[Dataset entries]
--
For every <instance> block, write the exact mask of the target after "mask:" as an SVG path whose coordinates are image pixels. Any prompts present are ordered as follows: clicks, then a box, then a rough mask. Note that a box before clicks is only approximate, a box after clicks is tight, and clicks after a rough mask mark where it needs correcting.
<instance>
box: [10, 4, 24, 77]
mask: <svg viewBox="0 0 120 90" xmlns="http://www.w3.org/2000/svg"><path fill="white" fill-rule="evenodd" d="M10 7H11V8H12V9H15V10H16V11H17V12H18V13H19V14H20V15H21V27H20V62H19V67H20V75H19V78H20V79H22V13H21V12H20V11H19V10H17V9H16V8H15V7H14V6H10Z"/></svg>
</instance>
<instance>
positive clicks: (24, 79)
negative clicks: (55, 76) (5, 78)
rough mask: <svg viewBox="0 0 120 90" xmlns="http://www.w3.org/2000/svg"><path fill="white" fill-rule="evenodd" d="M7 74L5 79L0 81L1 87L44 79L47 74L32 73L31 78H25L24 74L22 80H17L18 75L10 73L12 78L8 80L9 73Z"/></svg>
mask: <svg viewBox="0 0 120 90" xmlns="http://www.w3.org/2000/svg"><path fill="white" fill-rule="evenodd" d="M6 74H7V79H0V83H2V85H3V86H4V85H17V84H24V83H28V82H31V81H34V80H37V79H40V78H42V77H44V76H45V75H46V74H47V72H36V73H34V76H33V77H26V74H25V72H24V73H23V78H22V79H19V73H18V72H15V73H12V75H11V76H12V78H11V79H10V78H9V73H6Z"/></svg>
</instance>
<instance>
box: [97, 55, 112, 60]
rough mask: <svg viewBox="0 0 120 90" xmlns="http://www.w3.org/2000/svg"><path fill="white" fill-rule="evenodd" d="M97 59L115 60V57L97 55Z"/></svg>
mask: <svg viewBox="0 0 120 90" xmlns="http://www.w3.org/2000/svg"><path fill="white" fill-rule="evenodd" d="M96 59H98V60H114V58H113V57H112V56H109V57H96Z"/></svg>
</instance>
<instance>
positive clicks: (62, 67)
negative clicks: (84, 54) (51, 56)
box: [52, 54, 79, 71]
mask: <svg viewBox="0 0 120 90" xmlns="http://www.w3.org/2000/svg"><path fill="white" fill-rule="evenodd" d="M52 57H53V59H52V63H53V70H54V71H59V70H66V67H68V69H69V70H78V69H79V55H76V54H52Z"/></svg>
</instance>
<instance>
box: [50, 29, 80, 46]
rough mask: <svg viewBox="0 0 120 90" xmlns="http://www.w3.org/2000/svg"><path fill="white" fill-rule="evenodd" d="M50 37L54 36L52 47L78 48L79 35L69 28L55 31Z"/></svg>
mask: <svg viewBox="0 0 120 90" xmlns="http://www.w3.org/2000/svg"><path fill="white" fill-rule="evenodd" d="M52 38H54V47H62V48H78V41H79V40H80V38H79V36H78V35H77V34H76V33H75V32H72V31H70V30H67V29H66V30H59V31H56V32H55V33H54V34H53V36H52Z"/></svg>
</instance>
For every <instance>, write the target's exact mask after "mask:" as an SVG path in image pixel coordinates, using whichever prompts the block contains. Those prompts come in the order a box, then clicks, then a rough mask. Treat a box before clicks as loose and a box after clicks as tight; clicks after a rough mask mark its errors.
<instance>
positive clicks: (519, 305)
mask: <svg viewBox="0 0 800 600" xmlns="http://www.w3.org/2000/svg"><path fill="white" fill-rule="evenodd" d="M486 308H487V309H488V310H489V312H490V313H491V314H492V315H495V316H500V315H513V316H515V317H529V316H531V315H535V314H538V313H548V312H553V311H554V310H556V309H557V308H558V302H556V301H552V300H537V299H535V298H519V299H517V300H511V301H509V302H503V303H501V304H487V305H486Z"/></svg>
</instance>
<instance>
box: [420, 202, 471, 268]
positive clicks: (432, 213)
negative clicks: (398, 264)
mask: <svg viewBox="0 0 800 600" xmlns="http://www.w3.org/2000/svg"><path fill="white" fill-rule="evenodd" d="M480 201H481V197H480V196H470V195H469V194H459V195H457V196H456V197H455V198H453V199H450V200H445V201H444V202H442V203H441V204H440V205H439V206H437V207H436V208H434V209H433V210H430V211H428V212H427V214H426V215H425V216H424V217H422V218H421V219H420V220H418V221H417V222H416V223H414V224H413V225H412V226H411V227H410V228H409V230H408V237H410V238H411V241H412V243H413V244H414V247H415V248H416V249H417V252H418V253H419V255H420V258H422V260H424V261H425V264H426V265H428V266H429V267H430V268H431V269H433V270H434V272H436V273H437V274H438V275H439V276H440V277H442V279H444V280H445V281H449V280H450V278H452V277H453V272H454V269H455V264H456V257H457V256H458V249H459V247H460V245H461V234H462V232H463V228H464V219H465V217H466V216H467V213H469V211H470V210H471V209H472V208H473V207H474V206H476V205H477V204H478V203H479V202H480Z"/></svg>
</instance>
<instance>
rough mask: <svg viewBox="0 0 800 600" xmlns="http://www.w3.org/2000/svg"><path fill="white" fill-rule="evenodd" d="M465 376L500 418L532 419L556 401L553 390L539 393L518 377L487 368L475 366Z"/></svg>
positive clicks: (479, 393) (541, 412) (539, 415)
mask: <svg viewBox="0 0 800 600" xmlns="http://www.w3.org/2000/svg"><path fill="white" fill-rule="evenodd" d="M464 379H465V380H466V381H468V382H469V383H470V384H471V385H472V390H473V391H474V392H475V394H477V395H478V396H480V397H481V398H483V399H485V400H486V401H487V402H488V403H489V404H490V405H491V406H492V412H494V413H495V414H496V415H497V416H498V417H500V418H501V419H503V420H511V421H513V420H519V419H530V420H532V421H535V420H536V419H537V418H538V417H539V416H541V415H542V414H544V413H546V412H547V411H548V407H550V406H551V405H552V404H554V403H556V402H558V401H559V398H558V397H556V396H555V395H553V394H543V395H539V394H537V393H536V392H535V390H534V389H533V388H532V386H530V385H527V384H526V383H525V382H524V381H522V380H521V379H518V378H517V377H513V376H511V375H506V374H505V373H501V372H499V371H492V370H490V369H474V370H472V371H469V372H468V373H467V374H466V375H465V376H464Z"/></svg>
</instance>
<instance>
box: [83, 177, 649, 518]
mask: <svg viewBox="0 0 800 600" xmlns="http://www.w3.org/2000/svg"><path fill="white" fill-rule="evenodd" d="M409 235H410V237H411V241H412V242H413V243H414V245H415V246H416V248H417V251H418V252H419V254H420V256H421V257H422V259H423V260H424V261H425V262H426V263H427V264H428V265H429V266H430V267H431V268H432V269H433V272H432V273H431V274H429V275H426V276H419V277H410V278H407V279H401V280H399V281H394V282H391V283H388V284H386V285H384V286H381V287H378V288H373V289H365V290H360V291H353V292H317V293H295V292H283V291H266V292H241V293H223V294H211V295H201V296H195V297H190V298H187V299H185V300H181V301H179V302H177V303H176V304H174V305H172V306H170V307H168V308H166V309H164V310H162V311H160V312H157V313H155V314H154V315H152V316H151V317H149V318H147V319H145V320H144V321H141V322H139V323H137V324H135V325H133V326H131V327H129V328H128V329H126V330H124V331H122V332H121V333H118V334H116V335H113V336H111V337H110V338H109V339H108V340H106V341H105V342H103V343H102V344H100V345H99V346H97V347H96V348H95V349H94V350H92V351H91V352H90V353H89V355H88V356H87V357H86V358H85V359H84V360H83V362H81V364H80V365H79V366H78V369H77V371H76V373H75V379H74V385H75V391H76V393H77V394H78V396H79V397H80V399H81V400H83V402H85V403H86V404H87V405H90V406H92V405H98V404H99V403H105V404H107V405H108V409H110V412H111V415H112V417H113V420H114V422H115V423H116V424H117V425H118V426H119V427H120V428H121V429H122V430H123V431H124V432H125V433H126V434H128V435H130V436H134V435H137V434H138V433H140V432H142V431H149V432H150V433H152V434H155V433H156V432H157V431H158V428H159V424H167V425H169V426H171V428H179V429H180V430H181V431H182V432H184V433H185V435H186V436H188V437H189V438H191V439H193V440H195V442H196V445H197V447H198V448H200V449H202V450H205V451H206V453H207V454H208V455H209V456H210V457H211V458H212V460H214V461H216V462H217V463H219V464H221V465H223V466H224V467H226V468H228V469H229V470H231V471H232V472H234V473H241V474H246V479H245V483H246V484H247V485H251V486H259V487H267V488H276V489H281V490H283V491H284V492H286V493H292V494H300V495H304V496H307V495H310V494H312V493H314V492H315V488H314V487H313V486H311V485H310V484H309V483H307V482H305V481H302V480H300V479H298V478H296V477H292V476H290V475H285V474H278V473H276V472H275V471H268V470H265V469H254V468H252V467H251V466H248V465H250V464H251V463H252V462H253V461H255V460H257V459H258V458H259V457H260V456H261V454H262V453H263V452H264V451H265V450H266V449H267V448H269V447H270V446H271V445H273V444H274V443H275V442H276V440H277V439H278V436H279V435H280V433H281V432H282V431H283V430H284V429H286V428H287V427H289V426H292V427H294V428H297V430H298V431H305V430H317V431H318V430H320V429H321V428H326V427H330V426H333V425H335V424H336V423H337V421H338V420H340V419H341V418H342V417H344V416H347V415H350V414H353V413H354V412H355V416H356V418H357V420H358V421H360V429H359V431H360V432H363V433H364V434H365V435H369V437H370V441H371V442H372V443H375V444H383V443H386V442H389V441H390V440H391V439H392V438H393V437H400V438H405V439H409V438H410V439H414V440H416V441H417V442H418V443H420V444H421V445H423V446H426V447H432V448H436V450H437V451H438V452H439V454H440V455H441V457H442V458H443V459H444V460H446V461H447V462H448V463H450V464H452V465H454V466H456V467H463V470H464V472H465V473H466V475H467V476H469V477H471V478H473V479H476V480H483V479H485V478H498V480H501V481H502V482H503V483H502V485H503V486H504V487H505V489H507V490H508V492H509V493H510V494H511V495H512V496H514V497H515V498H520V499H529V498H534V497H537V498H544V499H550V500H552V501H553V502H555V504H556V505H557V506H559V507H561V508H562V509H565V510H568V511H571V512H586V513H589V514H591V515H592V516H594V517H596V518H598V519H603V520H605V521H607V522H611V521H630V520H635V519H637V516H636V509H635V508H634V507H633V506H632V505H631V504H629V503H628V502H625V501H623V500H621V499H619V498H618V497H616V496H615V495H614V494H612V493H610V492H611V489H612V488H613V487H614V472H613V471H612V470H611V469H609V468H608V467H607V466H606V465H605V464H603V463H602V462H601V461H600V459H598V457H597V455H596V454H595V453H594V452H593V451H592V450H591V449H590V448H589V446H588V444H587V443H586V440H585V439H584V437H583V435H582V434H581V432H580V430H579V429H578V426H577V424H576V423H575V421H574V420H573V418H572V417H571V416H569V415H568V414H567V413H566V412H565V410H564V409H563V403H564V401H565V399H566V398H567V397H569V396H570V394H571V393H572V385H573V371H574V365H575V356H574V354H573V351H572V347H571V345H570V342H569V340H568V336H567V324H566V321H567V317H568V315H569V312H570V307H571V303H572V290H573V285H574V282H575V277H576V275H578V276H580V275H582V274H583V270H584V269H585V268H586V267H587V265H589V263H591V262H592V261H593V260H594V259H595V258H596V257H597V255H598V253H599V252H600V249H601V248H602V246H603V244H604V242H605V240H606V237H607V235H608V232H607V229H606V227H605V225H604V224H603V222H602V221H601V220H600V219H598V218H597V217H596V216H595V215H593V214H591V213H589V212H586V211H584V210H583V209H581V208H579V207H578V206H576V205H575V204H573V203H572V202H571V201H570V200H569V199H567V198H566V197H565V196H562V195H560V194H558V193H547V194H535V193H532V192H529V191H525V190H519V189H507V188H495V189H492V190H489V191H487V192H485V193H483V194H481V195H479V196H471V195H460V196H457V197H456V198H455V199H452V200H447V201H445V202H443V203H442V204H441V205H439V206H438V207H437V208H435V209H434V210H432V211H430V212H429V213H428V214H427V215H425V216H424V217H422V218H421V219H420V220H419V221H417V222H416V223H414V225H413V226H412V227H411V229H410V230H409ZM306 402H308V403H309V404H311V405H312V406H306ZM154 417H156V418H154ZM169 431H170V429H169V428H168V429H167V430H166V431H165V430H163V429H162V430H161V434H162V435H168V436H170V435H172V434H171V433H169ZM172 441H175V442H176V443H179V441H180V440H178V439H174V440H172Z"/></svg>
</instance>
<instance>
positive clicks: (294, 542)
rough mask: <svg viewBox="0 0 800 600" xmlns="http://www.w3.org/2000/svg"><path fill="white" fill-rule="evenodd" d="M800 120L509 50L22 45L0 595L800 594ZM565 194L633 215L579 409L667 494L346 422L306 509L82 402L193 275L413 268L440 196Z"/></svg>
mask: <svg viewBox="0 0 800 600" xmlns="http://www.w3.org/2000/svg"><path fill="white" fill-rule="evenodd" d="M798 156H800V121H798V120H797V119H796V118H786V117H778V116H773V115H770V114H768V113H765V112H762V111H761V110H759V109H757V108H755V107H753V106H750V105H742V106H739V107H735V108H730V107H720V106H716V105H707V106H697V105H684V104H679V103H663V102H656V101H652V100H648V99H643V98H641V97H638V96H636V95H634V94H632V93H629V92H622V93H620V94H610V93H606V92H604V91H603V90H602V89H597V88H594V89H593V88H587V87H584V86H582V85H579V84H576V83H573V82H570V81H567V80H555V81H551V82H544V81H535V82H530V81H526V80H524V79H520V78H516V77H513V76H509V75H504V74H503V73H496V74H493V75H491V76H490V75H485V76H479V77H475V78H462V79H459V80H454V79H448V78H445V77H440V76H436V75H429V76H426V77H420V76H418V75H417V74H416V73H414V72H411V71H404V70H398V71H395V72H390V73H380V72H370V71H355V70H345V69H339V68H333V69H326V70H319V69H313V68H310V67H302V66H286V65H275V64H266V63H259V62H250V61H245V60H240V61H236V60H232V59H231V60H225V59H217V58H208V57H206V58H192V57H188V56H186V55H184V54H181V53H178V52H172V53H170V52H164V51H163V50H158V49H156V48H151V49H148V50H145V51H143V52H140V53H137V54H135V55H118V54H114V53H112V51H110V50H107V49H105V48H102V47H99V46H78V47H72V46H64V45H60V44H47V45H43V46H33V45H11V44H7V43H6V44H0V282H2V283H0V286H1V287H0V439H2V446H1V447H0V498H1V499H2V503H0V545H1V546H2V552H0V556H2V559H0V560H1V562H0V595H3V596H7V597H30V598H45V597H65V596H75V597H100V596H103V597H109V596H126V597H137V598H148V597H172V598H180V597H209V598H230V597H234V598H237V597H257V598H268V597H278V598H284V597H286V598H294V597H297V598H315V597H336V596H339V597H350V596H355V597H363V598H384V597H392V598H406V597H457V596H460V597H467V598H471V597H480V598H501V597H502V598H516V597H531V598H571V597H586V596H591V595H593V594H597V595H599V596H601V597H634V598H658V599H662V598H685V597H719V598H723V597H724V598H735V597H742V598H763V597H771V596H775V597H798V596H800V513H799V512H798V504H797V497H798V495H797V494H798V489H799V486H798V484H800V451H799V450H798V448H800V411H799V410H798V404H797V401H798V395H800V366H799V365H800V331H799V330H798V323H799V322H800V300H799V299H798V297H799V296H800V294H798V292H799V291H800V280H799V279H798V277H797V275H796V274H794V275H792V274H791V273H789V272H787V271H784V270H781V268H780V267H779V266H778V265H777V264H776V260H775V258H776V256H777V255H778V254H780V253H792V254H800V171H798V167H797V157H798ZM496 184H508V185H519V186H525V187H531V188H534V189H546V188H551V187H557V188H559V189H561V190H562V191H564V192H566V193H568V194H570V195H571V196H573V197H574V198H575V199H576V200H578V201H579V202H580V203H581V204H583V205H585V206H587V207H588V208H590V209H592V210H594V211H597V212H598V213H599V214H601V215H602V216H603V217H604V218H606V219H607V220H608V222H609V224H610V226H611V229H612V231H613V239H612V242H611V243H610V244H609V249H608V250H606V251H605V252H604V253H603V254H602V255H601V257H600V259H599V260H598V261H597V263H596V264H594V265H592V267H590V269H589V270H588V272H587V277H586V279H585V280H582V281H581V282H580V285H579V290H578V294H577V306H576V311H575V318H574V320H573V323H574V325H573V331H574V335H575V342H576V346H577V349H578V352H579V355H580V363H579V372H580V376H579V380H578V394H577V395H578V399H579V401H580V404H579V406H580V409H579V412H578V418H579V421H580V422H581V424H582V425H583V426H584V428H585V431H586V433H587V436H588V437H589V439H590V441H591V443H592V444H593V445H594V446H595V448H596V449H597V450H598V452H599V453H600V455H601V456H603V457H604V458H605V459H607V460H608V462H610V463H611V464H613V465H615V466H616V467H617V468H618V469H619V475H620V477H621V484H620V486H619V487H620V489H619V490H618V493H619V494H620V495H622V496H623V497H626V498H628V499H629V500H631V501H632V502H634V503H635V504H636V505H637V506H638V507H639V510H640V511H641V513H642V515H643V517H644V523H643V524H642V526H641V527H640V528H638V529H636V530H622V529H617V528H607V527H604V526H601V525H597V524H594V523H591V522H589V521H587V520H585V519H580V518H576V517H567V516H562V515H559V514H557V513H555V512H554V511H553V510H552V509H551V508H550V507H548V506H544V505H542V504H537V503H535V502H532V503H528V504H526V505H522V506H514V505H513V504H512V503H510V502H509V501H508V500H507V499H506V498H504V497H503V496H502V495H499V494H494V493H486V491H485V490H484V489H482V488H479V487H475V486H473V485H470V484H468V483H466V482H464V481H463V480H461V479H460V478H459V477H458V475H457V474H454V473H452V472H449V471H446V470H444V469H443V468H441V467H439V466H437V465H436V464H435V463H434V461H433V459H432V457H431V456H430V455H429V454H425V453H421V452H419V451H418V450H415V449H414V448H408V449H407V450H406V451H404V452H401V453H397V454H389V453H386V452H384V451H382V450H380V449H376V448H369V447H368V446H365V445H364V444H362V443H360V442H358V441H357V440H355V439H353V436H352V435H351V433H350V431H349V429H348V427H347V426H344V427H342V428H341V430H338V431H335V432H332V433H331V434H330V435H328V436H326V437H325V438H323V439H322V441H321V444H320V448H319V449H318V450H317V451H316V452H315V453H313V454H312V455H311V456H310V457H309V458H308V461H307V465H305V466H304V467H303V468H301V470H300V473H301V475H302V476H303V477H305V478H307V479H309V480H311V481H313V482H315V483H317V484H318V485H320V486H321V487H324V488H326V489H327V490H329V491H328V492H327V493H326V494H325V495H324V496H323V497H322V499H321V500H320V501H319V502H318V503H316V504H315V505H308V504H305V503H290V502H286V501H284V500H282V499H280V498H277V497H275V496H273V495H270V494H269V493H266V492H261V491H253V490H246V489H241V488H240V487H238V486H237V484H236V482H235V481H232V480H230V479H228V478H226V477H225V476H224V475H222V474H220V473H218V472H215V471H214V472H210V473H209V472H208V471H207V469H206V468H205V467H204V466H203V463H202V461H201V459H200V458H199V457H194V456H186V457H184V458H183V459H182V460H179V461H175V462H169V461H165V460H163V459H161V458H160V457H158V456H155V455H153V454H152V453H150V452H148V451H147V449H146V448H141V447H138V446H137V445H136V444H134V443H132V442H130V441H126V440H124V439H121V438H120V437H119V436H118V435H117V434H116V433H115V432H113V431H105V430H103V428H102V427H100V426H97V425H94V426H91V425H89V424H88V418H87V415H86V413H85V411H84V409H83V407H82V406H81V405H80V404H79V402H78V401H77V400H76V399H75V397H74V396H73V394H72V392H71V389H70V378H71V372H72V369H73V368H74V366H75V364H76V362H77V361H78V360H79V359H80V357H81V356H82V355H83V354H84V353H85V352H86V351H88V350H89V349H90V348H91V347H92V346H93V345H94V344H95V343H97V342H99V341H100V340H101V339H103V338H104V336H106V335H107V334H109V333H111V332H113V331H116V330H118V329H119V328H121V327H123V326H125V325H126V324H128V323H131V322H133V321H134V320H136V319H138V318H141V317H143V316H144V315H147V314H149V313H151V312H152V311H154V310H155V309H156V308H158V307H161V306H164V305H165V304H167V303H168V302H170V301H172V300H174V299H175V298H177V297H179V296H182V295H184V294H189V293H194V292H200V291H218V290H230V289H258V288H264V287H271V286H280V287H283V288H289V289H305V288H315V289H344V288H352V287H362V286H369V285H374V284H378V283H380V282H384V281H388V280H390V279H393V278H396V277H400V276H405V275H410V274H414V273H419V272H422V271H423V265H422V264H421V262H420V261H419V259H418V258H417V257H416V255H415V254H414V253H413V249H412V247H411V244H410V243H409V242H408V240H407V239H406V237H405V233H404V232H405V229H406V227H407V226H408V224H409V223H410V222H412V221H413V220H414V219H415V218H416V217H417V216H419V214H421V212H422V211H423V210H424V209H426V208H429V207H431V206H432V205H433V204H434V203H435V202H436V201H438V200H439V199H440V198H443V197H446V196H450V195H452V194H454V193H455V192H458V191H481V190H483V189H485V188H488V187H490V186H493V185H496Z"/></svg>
--
WORK TO BE COMPLETED :: Return, word for word, the lines of the data above from the line with "box: [97, 55, 112, 60]" through the line with "box: [50, 29, 80, 46]", inclusive.

RESULT OF THIS TASK ::
box: [97, 55, 112, 60]
rough mask: <svg viewBox="0 0 120 90" xmlns="http://www.w3.org/2000/svg"><path fill="white" fill-rule="evenodd" d="M97 59L115 60V57L97 55Z"/></svg>
mask: <svg viewBox="0 0 120 90" xmlns="http://www.w3.org/2000/svg"><path fill="white" fill-rule="evenodd" d="M96 59H98V60H114V58H113V57H112V56H109V57H96Z"/></svg>
</instance>
<instance>
positive clicks: (62, 67)
negative clicks: (84, 54) (51, 56)
box: [52, 54, 79, 71]
mask: <svg viewBox="0 0 120 90" xmlns="http://www.w3.org/2000/svg"><path fill="white" fill-rule="evenodd" d="M52 57H53V59H52V63H53V70H54V71H59V70H66V67H68V69H69V70H78V69H79V55H76V54H52Z"/></svg>
</instance>
<instance>
box: [50, 29, 80, 46]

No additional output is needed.